Set of tasks »
**a.** Decide whether each statement agrees with the passage on marketing data. For each, answer yes or no and quote the words of the passage that settle it. (i) Big data is often impractical for small to medium businesses. (ii) Big data is the right kind of data for every business. (iii) Search data is of little use to a small business.
**b.** The passage on marketing data defines data as information about several things. List every one of them.
**c.** Pick up the passage on marketing data after its final sentence and continue it.

Passage shown »

==================================================

How Data Affects Marketing—All Types of Marketing
One of the big marketing buzzwords these days is data. Data means information about your customers, your desired customers, their habits, and their relationship to your product. Usually, when people talk about data for marketing, they’re talking about big data for marketing: endless gigabytes of information gathered from the web about consumer behavior. However, this isn’t the only kind of useful marketing data that the computer age offers, nor is it the right kind for every business – but every business does need a healthy focus on it in order to stay profitable in today’s world.
Knowing Which Data You Need
It’s useful to understand the different kinds of data available to companies today and which are most useful for each business. “Big data,” or wide-lens behavior data about consumers’ browser usage, online shopping habits, and mobile device usage, gets most of the spotlight these days, but it’s often not practical for small to medium businesses. For example, if you run a single retail boutique, you probably shouldn’t invest in online behavior statistics for tens of thousands of consumers nationwide, but that doesn’t mean you can’t use data for marketing.
Search Data
One form of data that is eminently useful for a small business is search data. Let’s say you run a local barbecue chain. Everywhere on your website you talk about mouth-watering “barbecue.” But what do people search for when looking for good barbecue in your area? If they type in “bbq” instead of “barbecue” then you could be missing out on a lot of potential traffic.

==================================================

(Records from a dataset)
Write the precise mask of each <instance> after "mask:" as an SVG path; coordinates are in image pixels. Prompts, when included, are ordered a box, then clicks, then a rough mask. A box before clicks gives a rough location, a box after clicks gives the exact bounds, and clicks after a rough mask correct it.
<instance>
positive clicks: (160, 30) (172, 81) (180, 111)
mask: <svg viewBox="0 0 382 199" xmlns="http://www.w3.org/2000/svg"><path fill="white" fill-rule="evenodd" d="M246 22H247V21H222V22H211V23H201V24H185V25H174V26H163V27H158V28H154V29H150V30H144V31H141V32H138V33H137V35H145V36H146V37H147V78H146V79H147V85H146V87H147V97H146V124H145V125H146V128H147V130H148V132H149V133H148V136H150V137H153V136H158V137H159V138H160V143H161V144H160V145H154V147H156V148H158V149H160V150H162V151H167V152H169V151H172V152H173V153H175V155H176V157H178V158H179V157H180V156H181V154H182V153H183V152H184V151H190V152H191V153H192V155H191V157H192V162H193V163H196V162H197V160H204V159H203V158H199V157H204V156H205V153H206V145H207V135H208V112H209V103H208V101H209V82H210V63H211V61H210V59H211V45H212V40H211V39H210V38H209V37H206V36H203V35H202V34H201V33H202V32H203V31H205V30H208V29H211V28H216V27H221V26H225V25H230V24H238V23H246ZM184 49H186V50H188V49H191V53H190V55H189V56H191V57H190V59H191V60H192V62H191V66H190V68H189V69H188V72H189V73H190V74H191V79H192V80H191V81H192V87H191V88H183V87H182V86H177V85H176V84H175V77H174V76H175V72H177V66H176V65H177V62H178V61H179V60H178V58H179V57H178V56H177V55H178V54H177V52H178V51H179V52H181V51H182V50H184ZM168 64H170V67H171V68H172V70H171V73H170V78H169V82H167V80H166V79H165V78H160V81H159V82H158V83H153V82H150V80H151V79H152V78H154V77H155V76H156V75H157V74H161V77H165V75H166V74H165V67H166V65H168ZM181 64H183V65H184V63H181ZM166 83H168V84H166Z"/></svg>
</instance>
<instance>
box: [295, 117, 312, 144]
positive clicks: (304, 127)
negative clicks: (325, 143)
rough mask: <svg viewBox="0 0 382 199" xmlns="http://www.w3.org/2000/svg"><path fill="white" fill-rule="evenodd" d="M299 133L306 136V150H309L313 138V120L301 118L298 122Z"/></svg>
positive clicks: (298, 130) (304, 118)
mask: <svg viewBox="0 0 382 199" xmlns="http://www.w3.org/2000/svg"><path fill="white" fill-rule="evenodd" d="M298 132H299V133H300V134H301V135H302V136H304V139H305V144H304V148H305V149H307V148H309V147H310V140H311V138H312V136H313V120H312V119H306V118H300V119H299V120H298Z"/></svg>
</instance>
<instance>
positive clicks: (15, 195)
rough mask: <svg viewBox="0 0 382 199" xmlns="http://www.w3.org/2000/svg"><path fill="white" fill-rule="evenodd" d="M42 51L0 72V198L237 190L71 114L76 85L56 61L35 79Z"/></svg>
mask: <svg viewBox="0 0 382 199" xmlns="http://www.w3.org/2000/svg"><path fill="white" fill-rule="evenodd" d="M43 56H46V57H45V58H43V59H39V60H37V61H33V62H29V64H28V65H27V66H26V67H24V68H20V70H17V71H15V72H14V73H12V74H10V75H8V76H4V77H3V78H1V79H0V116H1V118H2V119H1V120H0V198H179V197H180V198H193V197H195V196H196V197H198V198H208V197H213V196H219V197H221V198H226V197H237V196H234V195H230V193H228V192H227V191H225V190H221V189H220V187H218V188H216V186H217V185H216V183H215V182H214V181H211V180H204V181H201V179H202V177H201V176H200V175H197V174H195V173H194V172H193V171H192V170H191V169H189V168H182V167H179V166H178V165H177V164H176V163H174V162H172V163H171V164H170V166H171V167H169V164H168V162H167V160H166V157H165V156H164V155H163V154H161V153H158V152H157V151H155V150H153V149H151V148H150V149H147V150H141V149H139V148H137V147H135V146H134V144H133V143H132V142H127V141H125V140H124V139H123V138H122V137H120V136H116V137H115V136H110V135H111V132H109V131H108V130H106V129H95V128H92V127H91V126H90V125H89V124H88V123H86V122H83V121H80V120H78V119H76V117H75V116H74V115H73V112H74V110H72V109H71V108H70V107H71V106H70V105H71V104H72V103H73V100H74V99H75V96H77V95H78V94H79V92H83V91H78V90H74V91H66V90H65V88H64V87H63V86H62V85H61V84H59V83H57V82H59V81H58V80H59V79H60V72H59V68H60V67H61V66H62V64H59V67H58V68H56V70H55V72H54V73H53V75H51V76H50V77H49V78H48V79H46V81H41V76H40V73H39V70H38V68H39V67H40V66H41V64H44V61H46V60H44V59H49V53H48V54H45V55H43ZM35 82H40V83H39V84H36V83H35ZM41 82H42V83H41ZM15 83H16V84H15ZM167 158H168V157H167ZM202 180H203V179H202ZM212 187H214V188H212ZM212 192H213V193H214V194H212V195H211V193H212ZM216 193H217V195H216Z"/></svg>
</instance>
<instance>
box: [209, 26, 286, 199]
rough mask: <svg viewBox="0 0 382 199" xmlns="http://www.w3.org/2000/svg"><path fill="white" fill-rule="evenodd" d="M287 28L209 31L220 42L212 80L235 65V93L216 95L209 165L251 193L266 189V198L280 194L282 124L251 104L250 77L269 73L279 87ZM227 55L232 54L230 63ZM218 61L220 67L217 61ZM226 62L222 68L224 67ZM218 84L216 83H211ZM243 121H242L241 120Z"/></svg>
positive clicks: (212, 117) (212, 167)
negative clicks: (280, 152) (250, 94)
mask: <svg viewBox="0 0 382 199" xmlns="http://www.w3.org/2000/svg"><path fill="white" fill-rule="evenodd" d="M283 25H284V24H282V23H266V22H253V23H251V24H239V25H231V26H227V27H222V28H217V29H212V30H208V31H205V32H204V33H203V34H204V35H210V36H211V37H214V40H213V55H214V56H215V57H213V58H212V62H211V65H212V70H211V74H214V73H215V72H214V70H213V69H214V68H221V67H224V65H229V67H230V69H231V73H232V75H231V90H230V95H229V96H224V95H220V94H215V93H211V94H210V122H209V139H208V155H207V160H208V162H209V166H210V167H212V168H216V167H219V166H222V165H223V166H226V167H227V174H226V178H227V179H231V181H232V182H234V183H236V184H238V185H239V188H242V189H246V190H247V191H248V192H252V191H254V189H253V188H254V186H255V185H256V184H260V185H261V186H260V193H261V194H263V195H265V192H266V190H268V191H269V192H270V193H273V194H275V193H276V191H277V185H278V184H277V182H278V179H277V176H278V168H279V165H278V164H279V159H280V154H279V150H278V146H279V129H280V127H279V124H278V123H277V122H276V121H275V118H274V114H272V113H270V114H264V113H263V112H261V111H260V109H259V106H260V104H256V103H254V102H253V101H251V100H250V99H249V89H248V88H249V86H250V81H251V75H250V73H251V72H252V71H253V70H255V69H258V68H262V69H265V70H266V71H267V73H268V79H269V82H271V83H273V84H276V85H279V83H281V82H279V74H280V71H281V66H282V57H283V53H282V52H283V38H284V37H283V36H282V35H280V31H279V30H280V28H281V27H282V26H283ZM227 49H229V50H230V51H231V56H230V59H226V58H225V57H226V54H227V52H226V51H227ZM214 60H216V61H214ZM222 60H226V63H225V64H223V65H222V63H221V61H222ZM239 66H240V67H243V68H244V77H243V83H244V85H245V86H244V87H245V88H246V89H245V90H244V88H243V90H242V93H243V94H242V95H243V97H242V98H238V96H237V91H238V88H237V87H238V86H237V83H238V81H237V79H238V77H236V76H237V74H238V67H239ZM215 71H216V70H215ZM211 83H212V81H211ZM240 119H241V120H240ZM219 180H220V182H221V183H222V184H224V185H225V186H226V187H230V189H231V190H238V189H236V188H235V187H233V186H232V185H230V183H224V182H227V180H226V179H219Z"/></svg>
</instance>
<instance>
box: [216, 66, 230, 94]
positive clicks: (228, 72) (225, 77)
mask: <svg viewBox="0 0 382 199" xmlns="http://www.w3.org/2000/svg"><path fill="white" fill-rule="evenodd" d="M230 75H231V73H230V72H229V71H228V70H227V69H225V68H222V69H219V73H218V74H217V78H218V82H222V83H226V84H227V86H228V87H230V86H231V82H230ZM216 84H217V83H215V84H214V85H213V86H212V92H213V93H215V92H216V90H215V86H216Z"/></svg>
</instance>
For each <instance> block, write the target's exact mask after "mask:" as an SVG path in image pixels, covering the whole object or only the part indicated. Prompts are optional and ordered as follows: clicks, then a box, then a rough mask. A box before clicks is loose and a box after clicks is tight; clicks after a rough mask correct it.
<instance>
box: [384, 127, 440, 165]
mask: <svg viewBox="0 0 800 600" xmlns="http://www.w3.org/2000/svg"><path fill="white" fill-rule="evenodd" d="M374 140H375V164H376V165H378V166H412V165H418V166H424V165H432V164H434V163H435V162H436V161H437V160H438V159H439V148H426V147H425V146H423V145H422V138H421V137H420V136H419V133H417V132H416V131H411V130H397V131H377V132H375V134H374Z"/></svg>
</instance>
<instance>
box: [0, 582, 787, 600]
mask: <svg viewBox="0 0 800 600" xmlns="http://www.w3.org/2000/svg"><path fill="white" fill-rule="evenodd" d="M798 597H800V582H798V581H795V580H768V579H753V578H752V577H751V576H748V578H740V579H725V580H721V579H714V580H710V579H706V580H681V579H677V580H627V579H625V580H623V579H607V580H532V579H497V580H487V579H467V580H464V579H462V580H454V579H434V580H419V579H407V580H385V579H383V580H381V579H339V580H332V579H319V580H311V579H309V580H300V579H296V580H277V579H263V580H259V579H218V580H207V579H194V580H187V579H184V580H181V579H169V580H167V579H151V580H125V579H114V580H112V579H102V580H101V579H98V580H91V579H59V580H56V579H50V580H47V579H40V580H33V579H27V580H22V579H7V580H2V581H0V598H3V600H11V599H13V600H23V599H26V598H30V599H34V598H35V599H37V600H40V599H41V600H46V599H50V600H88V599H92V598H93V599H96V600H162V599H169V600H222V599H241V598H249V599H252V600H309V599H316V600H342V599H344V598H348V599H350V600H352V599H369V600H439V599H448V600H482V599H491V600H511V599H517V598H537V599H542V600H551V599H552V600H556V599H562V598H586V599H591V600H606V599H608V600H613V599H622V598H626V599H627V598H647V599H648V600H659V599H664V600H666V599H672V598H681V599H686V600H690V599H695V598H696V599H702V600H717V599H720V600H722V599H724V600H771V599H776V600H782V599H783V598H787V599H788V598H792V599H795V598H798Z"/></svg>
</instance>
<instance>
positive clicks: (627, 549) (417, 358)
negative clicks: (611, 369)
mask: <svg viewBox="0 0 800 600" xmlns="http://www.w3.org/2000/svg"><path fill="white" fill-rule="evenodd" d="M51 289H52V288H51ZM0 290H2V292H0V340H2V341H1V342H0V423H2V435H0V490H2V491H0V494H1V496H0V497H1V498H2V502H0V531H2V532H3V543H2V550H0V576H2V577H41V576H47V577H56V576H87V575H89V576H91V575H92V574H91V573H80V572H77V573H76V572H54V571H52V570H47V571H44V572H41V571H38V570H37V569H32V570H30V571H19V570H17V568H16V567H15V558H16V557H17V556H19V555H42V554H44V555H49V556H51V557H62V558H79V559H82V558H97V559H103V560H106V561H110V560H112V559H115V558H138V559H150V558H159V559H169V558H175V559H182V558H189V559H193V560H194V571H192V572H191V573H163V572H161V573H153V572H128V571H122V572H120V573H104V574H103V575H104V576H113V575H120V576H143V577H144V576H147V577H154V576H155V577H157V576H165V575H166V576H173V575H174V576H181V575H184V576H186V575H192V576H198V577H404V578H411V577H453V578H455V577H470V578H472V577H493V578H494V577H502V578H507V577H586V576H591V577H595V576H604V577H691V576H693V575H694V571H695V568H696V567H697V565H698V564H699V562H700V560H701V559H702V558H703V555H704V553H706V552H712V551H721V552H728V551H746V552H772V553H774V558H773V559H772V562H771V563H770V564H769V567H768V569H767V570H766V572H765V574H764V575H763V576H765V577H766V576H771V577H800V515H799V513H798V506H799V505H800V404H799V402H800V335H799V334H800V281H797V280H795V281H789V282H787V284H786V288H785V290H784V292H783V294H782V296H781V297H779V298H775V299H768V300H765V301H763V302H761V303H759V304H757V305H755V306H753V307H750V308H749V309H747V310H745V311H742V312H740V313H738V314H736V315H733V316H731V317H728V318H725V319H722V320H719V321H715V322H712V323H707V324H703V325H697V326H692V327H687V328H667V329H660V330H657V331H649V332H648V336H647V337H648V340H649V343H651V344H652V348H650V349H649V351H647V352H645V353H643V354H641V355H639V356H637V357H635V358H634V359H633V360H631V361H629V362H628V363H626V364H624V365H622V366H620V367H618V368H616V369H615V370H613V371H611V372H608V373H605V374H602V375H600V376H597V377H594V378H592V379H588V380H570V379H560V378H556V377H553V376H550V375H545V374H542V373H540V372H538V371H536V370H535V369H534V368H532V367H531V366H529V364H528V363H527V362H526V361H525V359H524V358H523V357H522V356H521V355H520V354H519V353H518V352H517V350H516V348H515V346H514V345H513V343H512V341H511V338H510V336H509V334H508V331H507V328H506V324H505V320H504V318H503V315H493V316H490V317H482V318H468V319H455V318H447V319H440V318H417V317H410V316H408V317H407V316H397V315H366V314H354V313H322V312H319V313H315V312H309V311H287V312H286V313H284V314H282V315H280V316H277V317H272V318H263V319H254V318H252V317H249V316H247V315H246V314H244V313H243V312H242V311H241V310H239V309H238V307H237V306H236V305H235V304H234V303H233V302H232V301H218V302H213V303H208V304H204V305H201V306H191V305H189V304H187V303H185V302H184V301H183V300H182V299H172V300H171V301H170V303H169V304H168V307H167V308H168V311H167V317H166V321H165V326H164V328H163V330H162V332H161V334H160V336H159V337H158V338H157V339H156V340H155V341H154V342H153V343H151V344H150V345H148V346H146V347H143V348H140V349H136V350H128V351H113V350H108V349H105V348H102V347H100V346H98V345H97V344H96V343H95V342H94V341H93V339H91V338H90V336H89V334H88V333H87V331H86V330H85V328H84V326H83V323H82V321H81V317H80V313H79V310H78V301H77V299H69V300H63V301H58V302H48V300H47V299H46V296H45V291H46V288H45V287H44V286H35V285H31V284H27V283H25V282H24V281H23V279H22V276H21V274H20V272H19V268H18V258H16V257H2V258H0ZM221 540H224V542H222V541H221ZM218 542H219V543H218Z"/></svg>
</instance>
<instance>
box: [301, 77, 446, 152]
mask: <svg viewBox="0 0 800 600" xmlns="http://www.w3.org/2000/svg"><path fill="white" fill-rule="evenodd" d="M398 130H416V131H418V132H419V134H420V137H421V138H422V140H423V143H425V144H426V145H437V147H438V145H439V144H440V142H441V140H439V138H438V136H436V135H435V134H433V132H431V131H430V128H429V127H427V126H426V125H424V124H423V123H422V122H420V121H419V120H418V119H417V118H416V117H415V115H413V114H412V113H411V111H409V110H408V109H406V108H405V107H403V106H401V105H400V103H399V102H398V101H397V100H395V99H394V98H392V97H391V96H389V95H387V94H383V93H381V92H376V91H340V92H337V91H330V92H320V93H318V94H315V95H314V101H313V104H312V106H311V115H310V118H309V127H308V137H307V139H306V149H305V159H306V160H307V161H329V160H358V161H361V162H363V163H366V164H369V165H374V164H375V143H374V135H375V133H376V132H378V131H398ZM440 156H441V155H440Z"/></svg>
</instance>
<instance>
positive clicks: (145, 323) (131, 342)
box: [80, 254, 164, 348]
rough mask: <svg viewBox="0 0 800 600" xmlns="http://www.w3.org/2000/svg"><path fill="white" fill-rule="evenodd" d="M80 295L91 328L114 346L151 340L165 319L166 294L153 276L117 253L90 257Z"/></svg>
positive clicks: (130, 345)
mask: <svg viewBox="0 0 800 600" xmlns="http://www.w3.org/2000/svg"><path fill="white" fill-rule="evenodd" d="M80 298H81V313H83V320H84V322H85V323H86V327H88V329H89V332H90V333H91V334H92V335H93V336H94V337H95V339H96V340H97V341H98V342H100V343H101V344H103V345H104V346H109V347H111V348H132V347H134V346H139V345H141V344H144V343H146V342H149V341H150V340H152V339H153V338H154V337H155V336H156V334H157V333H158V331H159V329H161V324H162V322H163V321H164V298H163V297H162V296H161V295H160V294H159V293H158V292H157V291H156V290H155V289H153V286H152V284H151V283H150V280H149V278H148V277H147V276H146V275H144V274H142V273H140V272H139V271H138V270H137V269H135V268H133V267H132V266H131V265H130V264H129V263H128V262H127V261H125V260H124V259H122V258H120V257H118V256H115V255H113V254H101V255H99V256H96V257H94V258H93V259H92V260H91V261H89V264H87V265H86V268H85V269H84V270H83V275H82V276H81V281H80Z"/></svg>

==================================================

Answers »
**a.**
(i) Yes: "it’s often not practical for small to medium businesses"
(ii) No: "nor is it the right kind for every business"
(iii) No: "One form of data that is eminently useful for a small business is search data."

**b.**
1. your customers
2. your desired customers
3. their habits
4. their relationship to your product

**c.**
Many small businesses use free data to solve this problem. By simply creating an account with Google AdWords, you can plug in hundreds of possible search phrases and see which ones get the most searches in your area or worldwide. That can then directly inform your ad strategy, allowing you to buy online ads that display by those popular searches, or it can simply inform your SEO and web content to increase traffic to your site organically.
Measuring the Results
Another form of neglected data is marketing data itself—that is, gathering data on your own marketing efforts. It’s great that your new campaign corresponded to a 20% increase in sales, but which aspect of that campaign got the biggest share? Was it the billboards, the social media push or the mailings? Could you have done something different to make it a 30% gain in sales instead? If you aren’t gathering operational data about your marketing processes and resource usage, then all the consumer data in the world is just money slipping through your fingers.
These are just a few ways that marketing data can be harnessed by literally any business to get ahead. You don’t need the budget of Facebook or Apple to put data to use—you just need to identify the type of data that’s right for you.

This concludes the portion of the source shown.